_What the exercise asks_: Rewrite all of the lines below, replacing "simplified polygon" with "closed polygon" and changing nothing else. Omit the pictures.

_Dataset content_:
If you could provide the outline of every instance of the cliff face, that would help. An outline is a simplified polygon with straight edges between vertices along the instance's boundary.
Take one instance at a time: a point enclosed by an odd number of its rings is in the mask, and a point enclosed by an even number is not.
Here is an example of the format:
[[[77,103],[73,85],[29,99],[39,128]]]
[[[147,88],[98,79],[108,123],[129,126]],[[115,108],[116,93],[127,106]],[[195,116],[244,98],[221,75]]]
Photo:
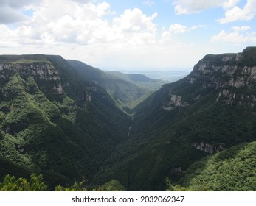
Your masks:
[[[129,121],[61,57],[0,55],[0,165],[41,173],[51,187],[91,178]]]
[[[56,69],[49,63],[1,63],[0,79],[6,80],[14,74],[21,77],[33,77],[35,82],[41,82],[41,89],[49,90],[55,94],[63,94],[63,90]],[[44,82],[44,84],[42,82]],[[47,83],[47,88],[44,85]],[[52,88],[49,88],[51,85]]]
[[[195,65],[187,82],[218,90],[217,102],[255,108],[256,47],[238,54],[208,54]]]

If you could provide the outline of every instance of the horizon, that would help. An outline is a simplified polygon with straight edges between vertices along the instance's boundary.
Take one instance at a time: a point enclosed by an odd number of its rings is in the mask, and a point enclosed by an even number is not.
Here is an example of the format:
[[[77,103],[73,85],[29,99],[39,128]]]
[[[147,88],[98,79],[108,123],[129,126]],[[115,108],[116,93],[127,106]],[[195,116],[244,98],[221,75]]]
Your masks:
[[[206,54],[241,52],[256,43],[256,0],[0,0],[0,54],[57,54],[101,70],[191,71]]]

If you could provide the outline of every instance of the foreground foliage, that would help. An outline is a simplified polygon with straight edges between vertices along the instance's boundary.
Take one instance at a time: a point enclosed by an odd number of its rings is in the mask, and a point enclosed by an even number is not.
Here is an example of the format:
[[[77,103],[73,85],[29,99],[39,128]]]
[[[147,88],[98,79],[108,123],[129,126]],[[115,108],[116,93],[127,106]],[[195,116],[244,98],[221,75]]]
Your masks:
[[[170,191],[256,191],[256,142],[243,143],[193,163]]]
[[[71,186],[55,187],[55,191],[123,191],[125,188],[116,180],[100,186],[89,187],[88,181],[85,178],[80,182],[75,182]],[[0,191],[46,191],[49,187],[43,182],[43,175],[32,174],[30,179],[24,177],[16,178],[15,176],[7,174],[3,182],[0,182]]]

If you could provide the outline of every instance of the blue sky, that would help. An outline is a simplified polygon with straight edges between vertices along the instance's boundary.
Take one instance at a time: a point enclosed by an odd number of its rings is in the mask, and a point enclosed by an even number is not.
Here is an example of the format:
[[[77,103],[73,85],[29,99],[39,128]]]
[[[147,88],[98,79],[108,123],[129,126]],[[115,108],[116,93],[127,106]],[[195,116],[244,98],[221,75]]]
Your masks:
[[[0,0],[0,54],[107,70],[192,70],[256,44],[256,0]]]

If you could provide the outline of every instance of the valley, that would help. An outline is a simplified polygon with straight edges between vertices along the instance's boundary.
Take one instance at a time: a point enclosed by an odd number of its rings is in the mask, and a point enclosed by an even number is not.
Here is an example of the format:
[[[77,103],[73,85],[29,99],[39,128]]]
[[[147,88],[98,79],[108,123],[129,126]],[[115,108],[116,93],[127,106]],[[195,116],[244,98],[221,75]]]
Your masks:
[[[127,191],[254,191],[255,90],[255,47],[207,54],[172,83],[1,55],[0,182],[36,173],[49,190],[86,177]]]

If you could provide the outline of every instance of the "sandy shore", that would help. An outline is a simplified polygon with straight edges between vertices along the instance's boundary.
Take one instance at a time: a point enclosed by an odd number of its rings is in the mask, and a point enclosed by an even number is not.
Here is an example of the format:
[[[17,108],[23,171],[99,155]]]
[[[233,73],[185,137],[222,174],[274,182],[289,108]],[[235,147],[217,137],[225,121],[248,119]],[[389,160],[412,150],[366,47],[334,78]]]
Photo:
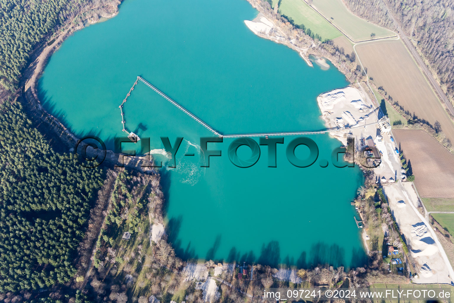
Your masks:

_Full solution_:
If you could provide the outline of every instance of the cliff face, that would help. An outline is a closed polygon with straight edges between vertices along the instance's boundary.
Take one instance at a time: a point enclosed by an odd number of its rings is in the mask, and a point enclosed by an even number is not.
Here is an example of the format:
[[[77,103],[73,85],[29,99],[39,128]]]
[[[147,88],[98,79],[108,123],[129,126]],[[115,108],[116,93],[127,106]],[[195,116],[244,98],[221,75]]]
Photo:
Your masks:
[[[129,121],[61,57],[0,55],[0,165],[41,173],[51,187],[91,178]]]
[[[56,69],[49,63],[1,63],[0,79],[6,80],[14,74],[21,77],[33,77],[35,82],[41,82],[41,89],[49,90],[55,94],[63,94],[63,90]],[[44,82],[44,84],[42,82]],[[47,83],[47,88],[44,85]],[[52,88],[49,88],[51,85]]]
[[[195,65],[187,82],[218,90],[217,102],[255,108],[256,47],[238,54],[208,54]]]

If you could provide the outline of every instance of the horizon, that would help. An outline is a closed polygon with straight edges between vertices along the instance's boundary.
Take one instance at a time: a point enclosed by an odd number of its rings is in the mask, and a point enclosed by an even number is not.
Here is an example of the format:
[[[77,103],[73,85],[29,99],[39,128]]]
[[[147,88],[98,79],[108,123],[129,126]],[[115,108],[116,93],[127,106]],[[195,116],[244,98],[221,75]]]
Your masks:
[[[206,54],[241,52],[256,43],[256,0],[0,0],[0,54],[57,54],[101,70],[191,71]]]

If you could provide the outline of every instance of the foreground foliage, that would help. An outline is a closed polygon with straight edges between vertices along the instance's boundary.
Take one instance at a time: a point enclosed by an odd number of its rings is in the mask, and a point enclosed by an even number is not.
Here is an example of the format:
[[[77,103],[73,85],[29,99],[39,128]]]
[[[147,88],[98,79],[108,123],[129,126]],[[115,108],[116,93],[127,106]],[[195,116],[244,98],[221,75]]]
Your masks:
[[[170,191],[256,191],[256,142],[243,143],[193,163]]]
[[[71,186],[55,187],[55,191],[123,191],[125,188],[116,180],[100,186],[89,187],[88,181],[85,178],[80,182],[75,182]],[[0,191],[46,191],[49,187],[43,182],[43,175],[32,174],[30,179],[24,177],[16,178],[15,176],[7,174],[3,182],[0,182]]]

If you could provide the outline of every instance of the blue sky, that would help. An outline is a closed polygon with straight edges between vertices along the instance's boundary.
Take one instance at a time: a point enclosed by an odd number of its rings is in the mask, and a point enclosed by an even number is not.
Here is an example of the format:
[[[77,103],[73,85],[29,99],[39,128]]]
[[[147,88],[98,79],[108,123],[129,126]],[[115,108],[116,93],[127,106]],[[195,116],[244,98],[221,75]]]
Your masks:
[[[0,0],[0,54],[107,70],[192,70],[256,44],[256,0]]]

If you could provide the outline of every instance of the valley, that would help. An outline is a closed polygon with straight edges between vertices along the instance's boundary.
Take one instance at a time: a point enclosed by an odd number of its rings is in the mask, and a point enclosed by an even number is not.
Here is an example of the format:
[[[77,103],[73,85],[29,99],[39,128]]]
[[[147,88],[98,79],[108,123],[129,126]],[[115,108],[116,93],[127,106]],[[195,116],[244,98],[221,75]]]
Your masks:
[[[127,191],[254,191],[255,90],[255,47],[207,54],[172,83],[1,55],[0,182],[36,173],[49,190],[86,177]]]

If you could provide the outline of every instance of the "sandy shore", that would help. An outline is a closed polygon with straight edges between vertices along the instance's boundary.
Take one instance at a time: a point enclosed by an odd number of its rings is in the mask, and a point enclosed by an even number is not.
Here is an example of the format:
[[[17,108],[23,171],[99,155]]]
[[[233,73],[185,137],[222,174],[274,182],[289,108]],[[235,147],[217,137],[225,121],[248,119]],[[389,160],[412,150],[366,47],[334,78]]]
Photo:
Your masks:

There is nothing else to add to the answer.